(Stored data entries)
(begin)

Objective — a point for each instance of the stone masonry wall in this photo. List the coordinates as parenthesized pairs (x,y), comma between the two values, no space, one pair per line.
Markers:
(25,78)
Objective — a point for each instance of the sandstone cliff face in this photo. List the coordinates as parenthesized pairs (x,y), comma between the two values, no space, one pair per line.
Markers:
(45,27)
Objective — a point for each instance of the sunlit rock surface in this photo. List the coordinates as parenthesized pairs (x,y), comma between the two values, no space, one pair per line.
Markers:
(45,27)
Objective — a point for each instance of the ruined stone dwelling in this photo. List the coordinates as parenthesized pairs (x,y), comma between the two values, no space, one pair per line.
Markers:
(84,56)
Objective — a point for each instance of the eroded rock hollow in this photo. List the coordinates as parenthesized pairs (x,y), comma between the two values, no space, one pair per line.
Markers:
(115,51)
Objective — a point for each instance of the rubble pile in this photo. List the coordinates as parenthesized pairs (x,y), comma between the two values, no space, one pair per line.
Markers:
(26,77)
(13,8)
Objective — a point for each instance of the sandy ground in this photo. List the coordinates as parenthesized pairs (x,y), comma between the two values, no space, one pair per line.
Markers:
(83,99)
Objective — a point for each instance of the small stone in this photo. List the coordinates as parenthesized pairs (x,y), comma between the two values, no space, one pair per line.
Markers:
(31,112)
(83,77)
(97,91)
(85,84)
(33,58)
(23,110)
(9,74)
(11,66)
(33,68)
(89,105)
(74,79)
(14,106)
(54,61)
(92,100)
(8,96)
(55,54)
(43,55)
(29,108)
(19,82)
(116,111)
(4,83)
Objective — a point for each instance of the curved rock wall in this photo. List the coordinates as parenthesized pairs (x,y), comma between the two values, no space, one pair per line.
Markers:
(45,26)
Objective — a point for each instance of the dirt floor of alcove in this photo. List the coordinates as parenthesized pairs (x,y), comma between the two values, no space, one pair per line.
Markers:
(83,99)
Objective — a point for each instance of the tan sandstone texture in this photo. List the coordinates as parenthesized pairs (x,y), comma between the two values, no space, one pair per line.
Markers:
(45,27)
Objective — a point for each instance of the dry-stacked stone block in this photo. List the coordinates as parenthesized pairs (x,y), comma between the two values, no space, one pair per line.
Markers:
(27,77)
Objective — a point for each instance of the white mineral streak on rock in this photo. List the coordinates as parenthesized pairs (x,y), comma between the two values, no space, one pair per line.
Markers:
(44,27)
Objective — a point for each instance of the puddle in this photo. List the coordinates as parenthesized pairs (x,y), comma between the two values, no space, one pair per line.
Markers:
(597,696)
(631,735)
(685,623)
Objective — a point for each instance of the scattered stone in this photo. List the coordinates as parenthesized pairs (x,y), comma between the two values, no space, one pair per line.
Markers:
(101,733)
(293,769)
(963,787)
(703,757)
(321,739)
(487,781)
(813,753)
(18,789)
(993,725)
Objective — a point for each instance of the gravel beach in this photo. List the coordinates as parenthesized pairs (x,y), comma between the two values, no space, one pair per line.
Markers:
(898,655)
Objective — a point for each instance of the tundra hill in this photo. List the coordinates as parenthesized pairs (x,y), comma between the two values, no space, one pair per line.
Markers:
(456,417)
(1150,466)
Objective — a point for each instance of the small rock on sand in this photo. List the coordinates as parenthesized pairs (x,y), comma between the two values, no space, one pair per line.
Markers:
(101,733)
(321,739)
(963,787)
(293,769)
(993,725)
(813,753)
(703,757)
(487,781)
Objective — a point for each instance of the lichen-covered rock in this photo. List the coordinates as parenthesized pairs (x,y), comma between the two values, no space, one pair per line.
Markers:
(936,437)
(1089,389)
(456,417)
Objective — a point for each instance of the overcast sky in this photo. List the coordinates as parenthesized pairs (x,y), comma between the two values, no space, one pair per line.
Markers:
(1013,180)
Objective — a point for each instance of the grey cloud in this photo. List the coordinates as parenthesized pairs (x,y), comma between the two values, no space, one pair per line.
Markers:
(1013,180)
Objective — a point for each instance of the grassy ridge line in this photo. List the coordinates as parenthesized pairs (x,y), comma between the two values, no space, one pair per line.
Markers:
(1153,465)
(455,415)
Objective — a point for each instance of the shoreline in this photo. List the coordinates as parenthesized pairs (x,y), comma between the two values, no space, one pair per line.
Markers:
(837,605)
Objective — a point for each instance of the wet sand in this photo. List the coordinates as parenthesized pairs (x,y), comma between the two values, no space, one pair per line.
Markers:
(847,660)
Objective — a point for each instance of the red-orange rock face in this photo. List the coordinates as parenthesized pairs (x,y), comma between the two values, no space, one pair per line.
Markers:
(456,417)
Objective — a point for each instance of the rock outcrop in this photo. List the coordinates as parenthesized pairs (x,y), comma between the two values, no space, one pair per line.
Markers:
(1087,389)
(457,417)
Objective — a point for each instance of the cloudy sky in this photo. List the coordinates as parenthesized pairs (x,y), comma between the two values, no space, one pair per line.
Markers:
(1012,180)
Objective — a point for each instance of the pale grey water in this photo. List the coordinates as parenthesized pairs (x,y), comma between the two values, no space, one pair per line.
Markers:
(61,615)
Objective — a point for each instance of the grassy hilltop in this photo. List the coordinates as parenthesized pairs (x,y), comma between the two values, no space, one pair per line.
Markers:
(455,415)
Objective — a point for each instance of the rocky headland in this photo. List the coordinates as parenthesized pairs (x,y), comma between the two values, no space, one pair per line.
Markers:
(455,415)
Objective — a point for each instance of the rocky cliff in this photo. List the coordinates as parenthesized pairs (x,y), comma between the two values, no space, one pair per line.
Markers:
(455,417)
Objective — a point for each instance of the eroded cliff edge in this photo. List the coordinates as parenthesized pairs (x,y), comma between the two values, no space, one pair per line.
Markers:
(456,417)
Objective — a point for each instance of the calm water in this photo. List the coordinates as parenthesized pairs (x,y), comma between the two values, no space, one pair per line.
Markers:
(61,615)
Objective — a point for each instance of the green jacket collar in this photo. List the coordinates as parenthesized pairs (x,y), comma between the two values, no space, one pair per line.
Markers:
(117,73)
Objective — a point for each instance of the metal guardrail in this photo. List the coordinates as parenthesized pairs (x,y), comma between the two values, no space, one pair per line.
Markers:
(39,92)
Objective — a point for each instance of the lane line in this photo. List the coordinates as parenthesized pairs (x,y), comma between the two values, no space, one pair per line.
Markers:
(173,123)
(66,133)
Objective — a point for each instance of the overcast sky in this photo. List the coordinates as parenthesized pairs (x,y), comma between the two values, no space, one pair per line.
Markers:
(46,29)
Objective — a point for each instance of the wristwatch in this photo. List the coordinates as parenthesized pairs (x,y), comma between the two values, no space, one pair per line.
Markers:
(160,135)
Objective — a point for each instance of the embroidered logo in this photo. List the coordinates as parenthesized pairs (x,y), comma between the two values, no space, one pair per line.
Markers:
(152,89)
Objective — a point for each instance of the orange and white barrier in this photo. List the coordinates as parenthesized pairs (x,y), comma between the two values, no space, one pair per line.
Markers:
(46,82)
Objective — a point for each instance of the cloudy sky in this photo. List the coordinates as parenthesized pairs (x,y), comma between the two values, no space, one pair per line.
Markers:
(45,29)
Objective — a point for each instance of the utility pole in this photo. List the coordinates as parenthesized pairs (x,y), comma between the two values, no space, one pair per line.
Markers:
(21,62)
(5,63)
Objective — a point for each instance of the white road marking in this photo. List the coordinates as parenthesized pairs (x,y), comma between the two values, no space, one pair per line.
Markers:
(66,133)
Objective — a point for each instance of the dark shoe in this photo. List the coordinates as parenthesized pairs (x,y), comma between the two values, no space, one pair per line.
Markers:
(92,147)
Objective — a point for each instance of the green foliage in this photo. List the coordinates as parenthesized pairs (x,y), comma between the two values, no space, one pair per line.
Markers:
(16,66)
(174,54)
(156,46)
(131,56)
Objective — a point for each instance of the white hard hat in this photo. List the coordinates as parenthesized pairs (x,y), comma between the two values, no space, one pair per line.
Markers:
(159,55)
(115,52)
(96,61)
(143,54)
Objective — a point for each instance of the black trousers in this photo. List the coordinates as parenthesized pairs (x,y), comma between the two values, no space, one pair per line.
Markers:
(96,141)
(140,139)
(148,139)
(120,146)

(end)

- _PROBLEM_
Recast the section of the listing that starts with the line containing "Objective — a point for each instance of the green foliage" and runs to the end of the listing as a two-column CSV with the header objective,markers. Give one row per objective, putting each value in a single quoted field with its line breaks turned into spaces.

- _RESULT BELOW_
objective,markers
"Objective — a point for each instance of the green foliage in this photo. List the coordinates as parenthesized pairs (x,y), comma between the two values, no space, one pair per line. Markers:","(16,66) (174,54) (156,46) (131,56)"
"Objective — a point for each instance of the white hard hat in this photo. List the coordinates as parenthesized pairs (x,y), comma between the two values, no space, one pair per line. Markers:","(159,55) (115,52) (96,61) (143,54)"
"Objective — a point for each instance of the black trousers in this photo. List the coordinates as parenthesized pairs (x,y), comma between the two values, no space, one pair per line. Markers:","(96,141) (140,139) (148,139) (120,146)"